start RECORDS
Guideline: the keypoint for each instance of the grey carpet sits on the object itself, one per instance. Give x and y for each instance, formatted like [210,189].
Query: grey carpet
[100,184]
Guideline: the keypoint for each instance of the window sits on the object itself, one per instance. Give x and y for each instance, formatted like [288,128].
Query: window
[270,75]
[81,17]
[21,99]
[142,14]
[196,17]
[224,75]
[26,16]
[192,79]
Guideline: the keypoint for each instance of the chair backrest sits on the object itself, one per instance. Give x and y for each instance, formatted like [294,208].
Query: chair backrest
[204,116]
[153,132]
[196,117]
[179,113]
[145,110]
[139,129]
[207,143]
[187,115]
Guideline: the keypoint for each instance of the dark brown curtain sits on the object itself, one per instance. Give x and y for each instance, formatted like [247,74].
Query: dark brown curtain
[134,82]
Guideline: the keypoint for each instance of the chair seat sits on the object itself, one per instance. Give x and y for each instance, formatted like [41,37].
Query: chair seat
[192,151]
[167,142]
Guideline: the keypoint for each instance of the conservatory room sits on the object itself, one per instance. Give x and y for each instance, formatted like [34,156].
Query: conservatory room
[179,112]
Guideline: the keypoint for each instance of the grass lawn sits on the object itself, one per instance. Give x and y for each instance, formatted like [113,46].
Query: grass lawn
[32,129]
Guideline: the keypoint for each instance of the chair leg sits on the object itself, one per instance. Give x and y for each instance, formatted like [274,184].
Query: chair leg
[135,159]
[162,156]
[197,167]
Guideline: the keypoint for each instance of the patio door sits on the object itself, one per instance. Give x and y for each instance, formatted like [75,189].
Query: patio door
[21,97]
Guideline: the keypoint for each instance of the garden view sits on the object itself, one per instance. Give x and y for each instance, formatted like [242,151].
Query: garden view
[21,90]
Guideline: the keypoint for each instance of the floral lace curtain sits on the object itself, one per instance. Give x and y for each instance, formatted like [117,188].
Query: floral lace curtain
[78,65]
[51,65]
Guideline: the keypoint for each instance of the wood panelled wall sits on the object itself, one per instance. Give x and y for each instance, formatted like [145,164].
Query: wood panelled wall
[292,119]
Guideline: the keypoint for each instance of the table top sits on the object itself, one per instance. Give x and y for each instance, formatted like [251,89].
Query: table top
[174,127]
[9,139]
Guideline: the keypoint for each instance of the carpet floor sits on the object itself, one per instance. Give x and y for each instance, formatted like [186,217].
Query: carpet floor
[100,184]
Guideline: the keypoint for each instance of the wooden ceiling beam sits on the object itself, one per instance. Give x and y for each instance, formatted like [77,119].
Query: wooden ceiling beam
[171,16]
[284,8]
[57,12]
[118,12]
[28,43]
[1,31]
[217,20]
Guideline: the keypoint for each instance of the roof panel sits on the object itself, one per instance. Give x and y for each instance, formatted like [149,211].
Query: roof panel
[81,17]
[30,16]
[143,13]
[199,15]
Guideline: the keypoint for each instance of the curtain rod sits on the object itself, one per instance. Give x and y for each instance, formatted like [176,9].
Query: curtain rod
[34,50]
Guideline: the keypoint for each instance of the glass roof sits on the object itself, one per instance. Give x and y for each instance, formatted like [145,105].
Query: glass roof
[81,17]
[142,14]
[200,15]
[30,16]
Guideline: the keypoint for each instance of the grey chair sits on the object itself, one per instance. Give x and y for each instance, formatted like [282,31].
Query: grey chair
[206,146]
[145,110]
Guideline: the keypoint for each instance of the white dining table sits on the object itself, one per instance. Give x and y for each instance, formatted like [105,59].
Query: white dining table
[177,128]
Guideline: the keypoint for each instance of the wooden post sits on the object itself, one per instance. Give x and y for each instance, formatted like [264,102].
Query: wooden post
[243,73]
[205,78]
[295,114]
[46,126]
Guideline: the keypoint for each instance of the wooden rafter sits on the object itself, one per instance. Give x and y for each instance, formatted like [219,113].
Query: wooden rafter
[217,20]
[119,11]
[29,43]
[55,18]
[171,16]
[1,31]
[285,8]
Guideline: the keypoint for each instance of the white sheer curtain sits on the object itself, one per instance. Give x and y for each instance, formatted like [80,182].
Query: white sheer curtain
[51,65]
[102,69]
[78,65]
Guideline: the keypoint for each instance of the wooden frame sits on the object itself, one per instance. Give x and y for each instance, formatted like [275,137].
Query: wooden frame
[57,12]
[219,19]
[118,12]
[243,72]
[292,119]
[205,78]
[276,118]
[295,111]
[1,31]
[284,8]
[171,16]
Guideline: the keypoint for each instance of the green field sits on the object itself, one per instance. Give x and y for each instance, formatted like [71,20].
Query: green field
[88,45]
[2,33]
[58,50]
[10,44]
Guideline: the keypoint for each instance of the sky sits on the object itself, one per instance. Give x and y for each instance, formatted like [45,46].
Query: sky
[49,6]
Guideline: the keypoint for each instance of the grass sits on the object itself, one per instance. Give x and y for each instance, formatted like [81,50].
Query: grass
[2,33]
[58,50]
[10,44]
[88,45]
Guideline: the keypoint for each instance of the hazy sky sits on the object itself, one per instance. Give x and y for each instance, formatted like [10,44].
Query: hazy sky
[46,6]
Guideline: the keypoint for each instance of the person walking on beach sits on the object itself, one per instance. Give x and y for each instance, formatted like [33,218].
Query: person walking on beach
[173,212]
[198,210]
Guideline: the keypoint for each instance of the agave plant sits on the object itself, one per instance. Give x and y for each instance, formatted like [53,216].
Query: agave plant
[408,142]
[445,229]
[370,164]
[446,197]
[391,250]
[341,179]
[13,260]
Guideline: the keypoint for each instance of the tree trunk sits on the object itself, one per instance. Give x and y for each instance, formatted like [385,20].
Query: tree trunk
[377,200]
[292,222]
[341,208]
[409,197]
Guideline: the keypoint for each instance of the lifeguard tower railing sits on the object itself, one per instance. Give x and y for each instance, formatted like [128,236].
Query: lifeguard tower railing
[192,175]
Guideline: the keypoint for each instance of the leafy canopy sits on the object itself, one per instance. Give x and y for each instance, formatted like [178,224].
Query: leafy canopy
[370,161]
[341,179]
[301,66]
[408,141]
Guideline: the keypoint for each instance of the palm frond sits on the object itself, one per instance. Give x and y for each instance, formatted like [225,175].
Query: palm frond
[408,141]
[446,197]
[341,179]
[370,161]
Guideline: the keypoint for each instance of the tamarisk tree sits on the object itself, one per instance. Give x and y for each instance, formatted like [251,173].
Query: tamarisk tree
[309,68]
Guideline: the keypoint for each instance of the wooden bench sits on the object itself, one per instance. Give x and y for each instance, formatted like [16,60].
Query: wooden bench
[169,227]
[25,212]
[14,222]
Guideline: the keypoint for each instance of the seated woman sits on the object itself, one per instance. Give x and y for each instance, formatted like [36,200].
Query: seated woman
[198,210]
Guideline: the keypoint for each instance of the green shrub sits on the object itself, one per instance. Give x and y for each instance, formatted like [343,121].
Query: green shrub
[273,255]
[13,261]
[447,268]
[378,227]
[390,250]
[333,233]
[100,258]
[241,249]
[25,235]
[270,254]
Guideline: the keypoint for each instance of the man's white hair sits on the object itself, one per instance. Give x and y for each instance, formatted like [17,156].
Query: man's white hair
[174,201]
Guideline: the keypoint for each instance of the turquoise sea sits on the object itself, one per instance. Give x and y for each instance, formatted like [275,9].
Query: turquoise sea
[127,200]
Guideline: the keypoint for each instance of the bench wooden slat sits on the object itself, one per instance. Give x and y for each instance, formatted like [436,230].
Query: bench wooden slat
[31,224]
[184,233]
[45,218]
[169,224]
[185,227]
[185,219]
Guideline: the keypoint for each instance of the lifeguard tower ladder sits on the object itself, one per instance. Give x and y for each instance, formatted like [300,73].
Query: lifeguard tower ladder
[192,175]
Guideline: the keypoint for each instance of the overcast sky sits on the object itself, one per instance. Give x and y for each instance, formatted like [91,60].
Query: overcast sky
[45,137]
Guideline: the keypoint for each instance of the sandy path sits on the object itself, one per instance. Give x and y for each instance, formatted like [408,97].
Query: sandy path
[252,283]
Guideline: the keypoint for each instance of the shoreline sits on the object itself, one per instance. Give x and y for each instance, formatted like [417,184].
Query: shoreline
end RECORDS
WHAT THIS TASK INVOLVES:
Find the line that contains "Guideline: the keypoint for each instance of the wooden bench". Repeat it and every line after it, exactly as written, up to and including the last line of the records above.

IN RESPONSE:
Guideline: the keypoint for each instance of the wooden bench sits on the object itself, one per instance. Give x and y for each instance, formatted like [16,60].
Query: wooden bench
[169,227]
[25,212]
[14,222]
Guideline: the keypoint for each instance of the seated woman sits on the object itself, one per instance. Give x and y for each instance, formatted like [36,200].
Query: seated woman
[198,210]
Guideline: the keypoint for each instance of the green shrub sits on the object itself, one per instance. Give x and y for each instance, formatted like [343,121].
Query: green shrub
[273,255]
[13,261]
[447,268]
[378,227]
[390,250]
[333,233]
[100,258]
[241,249]
[25,235]
[270,254]
Guideline: the keypoint for each instance of the man's white hair sits on the object itself, one per instance. Give x and y for each instance, formatted like [17,156].
Query: man's white hair
[174,201]
Guideline: the keypoint for each instance of the turquoise sea sits on the object itself, one per instance. Give x and y for each instance, formatted like [275,9].
Query: turquoise sea
[127,200]
Guideline: the keypoint for each instance of the bench wooden slat sits on the object itself, one per instance. Give x and y for each instance, formatted like [436,230].
Query: bench wooden slat
[31,224]
[184,233]
[45,218]
[169,224]
[185,227]
[185,219]
Guideline: the keypoint for each instance of the lifeguard tower ladder sits on the object itself, one per instance. Give x and y for each instance, formatted like [300,73].
Query: lifeguard tower ladder
[192,175]
Guideline: the keypoint for each instance of the overcast sky sits on the object itself, one per instance. Give x and y for each instance, formatted like [91,60].
Query: overcast sky
[45,137]
Guideline: the keypoint for each instance of the sandy path sits on the object itself, one per instance. Give x and y for each instance, formatted like [408,97].
Query: sandy path
[252,283]
Guideline: the keypoint for each instance of the shoreline sits on the object itself, one per instance. Give x and y for each instance, formatted like [417,184].
Query: shoreline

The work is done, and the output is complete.